Goal: Could you rescale only the entries from the line containing "Pinpoint every visible white window frame." down through the line containing "[985,60,1024,85]", both ends included? Write each of those lines out again, keeping the requests unchanged and multiplying every bounding-box coordinate by 2.1, rounded to whole numbers with halves rounded up.

<<<<

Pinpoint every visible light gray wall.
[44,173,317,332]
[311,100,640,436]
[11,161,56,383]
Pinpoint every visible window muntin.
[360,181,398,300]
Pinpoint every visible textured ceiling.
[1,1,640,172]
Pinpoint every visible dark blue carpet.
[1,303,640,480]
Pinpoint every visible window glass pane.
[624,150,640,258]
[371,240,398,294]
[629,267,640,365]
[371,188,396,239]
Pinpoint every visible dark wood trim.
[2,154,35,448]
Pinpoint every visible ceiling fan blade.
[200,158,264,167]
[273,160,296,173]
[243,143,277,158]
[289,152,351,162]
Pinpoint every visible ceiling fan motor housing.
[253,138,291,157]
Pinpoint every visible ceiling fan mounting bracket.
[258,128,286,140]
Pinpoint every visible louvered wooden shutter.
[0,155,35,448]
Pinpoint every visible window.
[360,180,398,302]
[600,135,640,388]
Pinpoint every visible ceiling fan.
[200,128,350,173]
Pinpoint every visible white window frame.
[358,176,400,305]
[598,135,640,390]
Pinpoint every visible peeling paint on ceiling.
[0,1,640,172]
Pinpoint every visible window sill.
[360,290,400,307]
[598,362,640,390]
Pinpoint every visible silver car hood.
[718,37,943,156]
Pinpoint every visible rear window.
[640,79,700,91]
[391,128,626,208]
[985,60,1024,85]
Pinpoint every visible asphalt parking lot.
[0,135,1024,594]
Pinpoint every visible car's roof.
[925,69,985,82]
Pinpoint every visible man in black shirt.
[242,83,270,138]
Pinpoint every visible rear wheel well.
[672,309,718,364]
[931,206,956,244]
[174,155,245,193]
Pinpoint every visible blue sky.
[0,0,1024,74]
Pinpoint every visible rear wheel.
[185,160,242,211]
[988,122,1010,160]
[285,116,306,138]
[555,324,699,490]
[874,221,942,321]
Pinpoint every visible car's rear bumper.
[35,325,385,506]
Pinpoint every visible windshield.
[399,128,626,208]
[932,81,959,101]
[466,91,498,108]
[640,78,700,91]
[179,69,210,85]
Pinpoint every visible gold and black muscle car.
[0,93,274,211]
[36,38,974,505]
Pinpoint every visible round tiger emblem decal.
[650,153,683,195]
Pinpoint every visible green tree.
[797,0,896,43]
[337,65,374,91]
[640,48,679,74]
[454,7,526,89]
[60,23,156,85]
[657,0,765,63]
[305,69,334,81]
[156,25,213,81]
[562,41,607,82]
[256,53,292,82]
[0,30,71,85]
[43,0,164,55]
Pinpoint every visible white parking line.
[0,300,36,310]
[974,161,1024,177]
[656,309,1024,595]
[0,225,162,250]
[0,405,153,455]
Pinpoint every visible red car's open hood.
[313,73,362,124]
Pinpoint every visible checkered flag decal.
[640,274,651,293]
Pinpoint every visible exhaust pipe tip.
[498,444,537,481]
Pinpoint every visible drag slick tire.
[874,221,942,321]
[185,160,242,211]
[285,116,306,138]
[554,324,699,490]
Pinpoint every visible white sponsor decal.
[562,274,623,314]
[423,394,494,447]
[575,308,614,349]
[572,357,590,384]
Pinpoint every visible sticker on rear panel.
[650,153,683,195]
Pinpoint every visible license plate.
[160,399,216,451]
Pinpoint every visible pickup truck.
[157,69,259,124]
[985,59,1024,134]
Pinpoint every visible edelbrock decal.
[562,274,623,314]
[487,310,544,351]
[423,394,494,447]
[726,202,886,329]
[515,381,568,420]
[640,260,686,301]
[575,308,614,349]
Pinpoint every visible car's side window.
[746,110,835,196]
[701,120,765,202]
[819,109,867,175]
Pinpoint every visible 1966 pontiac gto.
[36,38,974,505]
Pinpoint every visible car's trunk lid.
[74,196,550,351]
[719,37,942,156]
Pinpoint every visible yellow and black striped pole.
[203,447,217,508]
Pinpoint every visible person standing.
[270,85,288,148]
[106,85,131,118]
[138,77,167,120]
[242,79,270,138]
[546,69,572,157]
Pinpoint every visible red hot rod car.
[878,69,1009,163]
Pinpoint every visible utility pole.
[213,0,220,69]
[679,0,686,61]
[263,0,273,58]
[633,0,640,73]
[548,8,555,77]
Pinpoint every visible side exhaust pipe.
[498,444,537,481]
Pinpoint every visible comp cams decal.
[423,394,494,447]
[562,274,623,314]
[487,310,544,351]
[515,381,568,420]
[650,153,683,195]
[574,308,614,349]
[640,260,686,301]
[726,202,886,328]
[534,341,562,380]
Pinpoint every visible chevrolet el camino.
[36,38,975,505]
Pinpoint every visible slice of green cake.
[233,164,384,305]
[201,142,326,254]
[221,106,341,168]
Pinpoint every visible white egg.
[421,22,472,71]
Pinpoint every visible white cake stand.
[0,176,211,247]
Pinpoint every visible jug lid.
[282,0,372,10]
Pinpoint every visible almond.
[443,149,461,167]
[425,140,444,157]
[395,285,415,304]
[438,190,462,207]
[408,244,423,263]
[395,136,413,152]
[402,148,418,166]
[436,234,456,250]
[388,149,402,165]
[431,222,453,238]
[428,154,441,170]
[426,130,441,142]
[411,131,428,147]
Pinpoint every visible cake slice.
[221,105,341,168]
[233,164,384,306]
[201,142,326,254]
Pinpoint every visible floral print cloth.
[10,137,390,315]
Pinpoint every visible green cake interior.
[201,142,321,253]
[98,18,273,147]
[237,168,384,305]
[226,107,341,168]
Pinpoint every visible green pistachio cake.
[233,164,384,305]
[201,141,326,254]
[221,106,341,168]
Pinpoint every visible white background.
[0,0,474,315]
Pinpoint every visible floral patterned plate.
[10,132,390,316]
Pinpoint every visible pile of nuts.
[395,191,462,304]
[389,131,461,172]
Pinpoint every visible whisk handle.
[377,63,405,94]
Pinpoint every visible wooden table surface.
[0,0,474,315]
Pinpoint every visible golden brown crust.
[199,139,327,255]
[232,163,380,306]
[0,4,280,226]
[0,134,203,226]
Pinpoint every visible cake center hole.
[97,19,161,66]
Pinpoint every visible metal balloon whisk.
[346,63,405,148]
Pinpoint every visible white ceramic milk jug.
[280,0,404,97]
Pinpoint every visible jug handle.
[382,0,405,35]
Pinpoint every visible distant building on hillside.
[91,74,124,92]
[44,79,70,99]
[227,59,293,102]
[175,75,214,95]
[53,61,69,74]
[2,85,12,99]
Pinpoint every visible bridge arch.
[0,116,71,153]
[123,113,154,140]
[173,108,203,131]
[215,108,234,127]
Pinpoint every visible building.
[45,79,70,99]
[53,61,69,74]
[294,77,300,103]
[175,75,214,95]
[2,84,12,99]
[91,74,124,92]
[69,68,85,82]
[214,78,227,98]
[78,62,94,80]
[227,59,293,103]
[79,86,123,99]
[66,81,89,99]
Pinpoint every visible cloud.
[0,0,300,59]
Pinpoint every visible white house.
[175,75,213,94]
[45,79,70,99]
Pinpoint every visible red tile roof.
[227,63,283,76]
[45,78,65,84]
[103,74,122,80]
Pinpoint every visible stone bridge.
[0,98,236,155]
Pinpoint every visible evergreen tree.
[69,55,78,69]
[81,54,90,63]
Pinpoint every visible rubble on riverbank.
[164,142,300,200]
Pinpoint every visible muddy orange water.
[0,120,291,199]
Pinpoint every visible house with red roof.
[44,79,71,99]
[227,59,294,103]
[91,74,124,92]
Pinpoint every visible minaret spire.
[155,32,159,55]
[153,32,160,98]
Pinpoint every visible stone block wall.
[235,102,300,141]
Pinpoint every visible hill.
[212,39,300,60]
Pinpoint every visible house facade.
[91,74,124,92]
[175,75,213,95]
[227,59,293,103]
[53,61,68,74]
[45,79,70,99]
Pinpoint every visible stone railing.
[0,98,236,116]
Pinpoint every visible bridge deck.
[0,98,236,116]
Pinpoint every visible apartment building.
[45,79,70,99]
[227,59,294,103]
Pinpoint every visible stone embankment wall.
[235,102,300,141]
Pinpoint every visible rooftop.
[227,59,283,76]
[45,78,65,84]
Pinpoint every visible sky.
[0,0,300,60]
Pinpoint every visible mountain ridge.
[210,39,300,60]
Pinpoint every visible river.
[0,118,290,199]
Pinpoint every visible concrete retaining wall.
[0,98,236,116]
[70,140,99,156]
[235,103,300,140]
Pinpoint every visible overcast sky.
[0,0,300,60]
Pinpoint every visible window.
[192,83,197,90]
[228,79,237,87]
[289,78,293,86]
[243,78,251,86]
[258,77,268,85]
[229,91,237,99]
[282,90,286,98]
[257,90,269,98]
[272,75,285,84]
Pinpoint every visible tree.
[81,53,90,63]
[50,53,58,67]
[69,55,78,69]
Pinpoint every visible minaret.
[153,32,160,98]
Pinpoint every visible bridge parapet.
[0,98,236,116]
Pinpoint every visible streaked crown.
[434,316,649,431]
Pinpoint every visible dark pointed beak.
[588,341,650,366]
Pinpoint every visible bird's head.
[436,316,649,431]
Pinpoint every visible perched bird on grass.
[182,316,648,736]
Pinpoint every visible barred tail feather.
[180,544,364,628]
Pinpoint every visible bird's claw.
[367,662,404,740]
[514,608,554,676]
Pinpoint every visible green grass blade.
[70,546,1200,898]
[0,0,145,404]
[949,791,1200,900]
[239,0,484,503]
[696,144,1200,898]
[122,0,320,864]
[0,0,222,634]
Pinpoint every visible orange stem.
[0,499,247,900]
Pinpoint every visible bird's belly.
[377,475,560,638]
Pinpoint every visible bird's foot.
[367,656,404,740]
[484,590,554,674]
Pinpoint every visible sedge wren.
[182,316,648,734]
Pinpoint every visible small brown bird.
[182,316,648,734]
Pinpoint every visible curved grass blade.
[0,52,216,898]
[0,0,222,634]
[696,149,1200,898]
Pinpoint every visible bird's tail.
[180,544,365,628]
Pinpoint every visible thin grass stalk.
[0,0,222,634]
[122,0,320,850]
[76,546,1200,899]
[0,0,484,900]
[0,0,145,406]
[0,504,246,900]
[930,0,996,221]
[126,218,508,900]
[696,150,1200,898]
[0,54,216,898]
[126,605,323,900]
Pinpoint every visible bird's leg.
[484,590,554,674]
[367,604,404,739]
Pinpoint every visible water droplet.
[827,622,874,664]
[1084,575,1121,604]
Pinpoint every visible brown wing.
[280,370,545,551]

>>>>

Right answer:
Pinpoint every visible white window frame.
[752,370,840,641]
[1256,284,1344,819]
Pinpoint every visible peeling paint on ceiling.
[0,2,1344,361]
Pinpoint every visible window sill.
[756,609,840,645]
[1256,760,1344,819]
Pinpoint every visible silver car hood.
[1508,78,1980,328]
Pinpoint every visible rear window.
[1344,166,1470,191]
[821,269,1315,437]
[2069,126,2150,179]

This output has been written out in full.